▶ _Aim of the task_: Count the lines below that contain the word "gravel" and reply with only that number.
########
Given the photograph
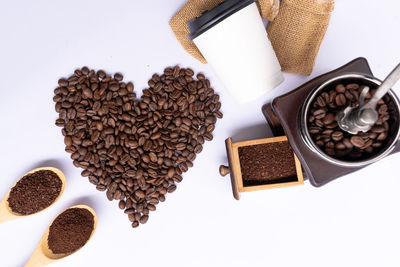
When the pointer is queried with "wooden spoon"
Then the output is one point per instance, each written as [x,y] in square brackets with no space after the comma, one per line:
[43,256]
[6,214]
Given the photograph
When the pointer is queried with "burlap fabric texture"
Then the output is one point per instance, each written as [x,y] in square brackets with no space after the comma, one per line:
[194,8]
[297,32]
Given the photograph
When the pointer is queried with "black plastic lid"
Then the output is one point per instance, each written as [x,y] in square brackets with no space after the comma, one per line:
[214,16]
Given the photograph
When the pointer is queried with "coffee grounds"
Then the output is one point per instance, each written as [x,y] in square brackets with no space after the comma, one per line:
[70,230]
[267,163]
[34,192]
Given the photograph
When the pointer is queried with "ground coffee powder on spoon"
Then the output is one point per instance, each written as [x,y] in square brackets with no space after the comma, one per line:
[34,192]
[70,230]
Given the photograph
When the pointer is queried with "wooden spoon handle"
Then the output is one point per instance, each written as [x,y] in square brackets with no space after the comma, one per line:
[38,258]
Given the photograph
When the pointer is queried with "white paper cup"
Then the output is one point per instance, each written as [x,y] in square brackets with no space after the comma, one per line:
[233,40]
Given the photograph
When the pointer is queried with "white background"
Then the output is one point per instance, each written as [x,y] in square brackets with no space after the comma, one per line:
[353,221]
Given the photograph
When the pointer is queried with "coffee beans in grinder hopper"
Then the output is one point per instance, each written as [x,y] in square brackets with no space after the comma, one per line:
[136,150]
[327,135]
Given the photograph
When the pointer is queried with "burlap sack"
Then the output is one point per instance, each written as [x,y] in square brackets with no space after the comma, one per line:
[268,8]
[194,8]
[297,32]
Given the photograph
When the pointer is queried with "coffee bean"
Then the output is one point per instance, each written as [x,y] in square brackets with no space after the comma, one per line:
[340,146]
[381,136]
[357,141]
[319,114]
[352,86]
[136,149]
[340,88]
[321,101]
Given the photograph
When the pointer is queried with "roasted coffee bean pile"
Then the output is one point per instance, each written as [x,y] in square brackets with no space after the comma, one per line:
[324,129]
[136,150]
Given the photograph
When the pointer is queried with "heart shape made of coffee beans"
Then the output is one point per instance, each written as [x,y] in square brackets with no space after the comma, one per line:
########
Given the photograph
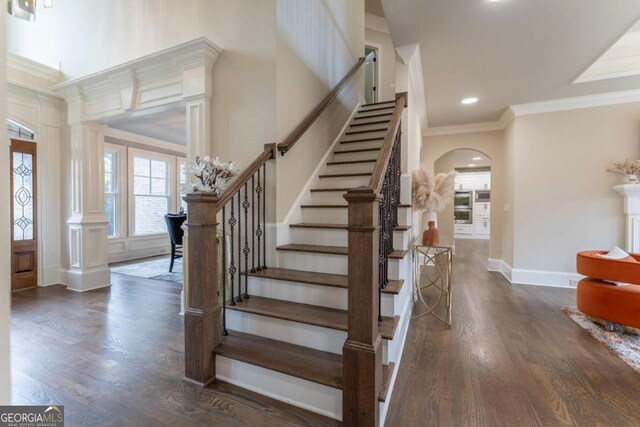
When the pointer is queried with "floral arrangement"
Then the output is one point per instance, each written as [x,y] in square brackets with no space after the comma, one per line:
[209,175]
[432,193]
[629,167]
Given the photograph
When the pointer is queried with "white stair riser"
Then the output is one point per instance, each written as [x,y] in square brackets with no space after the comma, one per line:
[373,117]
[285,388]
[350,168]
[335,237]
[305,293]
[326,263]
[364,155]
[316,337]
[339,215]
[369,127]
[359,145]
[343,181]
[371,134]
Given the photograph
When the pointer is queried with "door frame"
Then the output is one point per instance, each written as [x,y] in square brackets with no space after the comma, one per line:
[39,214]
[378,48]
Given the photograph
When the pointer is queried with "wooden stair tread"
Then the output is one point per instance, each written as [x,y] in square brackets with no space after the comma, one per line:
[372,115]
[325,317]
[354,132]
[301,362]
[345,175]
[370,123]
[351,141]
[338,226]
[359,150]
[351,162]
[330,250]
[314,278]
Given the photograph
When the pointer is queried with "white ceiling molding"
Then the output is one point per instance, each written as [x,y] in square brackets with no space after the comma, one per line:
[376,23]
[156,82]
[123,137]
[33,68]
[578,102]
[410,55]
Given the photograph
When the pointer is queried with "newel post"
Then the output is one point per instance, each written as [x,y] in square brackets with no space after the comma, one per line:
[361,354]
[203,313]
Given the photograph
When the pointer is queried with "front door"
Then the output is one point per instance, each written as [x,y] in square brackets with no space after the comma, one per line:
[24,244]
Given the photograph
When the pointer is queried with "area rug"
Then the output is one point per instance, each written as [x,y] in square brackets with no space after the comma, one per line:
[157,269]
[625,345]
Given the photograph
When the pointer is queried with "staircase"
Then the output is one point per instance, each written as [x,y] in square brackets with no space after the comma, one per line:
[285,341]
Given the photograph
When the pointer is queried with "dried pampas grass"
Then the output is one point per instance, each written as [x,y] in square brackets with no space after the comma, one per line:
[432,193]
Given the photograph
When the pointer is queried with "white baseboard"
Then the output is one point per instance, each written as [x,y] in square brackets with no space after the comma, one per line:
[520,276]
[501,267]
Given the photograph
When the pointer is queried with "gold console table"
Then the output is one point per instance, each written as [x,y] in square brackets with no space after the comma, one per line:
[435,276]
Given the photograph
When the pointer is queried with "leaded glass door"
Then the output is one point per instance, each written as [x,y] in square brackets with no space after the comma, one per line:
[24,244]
########
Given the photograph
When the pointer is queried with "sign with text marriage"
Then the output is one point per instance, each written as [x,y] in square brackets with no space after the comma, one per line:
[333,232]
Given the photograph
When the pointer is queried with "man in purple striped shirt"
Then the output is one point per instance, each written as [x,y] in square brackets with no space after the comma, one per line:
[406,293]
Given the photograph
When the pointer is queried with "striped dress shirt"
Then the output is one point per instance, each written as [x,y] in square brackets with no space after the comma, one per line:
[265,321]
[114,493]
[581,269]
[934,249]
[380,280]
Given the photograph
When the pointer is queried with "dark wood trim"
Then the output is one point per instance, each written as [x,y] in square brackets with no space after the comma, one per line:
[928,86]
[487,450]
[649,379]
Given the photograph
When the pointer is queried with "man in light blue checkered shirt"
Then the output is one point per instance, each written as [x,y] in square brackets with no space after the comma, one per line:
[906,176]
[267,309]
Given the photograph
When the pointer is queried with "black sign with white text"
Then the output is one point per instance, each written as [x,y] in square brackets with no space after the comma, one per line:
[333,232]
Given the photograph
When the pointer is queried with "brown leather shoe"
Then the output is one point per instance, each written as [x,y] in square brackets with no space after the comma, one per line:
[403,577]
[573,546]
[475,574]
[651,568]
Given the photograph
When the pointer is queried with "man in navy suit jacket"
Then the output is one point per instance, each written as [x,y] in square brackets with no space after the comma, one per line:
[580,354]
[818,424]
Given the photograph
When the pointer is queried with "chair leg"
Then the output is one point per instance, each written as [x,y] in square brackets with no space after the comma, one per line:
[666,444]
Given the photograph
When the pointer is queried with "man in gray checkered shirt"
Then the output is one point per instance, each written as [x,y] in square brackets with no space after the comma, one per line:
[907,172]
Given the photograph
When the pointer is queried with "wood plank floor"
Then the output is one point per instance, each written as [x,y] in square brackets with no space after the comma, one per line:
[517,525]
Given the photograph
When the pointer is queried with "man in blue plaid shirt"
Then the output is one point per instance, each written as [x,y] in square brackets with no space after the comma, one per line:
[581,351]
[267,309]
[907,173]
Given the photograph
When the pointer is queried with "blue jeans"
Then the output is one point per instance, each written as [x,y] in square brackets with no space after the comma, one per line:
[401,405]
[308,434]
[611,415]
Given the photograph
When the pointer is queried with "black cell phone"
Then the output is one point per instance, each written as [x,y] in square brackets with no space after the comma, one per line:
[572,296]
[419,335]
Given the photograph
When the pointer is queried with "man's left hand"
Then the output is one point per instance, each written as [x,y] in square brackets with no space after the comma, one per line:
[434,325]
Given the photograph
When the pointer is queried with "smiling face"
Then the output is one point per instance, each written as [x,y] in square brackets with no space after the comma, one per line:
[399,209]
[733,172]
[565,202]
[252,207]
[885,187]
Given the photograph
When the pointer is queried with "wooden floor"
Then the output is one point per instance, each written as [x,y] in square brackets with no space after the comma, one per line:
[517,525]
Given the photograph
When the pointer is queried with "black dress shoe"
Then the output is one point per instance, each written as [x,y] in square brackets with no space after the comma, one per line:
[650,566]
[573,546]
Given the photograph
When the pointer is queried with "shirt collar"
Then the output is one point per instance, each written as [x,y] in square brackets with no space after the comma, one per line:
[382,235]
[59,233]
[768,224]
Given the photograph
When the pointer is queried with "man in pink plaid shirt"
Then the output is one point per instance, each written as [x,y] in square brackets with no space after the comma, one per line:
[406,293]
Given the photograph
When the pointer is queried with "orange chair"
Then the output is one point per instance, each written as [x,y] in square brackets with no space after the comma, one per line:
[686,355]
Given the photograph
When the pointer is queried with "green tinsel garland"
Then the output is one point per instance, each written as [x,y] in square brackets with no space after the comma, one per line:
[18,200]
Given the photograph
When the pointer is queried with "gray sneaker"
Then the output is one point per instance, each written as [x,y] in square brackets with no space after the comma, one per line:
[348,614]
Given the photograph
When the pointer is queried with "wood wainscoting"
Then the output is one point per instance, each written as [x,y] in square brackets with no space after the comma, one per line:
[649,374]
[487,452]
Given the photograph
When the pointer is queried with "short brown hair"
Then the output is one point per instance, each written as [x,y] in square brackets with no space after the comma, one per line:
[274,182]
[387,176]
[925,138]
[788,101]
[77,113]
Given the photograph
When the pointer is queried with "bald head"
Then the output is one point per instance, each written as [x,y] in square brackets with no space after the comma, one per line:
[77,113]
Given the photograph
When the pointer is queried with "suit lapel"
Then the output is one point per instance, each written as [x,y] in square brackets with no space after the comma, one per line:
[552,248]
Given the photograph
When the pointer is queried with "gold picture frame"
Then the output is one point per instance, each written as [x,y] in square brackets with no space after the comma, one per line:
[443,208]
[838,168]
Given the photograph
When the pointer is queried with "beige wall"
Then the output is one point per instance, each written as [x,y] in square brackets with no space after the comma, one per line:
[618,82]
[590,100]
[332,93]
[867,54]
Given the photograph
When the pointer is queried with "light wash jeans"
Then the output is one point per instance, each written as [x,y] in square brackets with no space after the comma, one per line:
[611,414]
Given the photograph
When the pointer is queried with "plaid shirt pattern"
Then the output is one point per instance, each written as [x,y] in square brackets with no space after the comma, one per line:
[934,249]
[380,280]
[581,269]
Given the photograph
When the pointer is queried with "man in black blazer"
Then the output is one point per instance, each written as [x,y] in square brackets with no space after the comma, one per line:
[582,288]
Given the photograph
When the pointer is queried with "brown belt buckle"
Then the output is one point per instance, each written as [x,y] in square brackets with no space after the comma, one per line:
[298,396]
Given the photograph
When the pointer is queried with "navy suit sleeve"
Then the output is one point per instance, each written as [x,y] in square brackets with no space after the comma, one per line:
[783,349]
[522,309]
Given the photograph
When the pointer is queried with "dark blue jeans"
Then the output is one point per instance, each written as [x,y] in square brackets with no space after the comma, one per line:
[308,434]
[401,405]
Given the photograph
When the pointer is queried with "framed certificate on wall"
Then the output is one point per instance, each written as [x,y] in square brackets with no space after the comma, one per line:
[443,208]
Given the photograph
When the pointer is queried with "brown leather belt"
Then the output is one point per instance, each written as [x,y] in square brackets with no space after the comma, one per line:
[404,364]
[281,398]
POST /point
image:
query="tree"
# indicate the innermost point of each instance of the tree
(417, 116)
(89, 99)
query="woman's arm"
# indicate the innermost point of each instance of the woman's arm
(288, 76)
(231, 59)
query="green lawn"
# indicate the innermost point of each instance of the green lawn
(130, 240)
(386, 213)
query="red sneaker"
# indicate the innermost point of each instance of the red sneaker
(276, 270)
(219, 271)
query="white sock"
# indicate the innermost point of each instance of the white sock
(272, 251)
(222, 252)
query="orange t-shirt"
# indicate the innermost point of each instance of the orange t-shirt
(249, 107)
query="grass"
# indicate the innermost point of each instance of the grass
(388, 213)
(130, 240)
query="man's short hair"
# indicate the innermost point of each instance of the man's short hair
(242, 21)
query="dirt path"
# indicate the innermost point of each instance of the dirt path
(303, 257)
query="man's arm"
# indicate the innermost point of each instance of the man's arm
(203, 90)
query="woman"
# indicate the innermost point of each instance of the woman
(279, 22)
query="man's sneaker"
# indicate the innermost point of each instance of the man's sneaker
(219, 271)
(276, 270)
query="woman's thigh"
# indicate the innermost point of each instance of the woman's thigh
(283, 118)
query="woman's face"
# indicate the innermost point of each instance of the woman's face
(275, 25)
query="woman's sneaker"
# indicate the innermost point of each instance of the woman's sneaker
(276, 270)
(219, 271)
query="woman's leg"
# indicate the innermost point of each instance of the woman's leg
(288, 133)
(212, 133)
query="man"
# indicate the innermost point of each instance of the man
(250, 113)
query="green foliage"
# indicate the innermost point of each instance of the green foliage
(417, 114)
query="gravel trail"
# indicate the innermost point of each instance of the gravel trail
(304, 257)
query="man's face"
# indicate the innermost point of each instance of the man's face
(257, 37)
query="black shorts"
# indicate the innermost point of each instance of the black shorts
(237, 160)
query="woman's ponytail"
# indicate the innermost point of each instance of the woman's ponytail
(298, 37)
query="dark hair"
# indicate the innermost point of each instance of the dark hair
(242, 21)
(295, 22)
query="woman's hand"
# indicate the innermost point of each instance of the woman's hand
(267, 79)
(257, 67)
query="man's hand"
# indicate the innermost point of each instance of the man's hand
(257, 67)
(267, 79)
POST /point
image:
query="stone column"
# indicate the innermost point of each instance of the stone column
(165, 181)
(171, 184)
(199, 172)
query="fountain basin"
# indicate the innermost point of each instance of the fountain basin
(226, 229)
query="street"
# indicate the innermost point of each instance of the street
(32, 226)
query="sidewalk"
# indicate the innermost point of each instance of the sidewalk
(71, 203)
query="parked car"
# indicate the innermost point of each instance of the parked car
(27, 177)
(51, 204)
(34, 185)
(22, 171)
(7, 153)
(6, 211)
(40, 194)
########
▶ _Written answer_: 2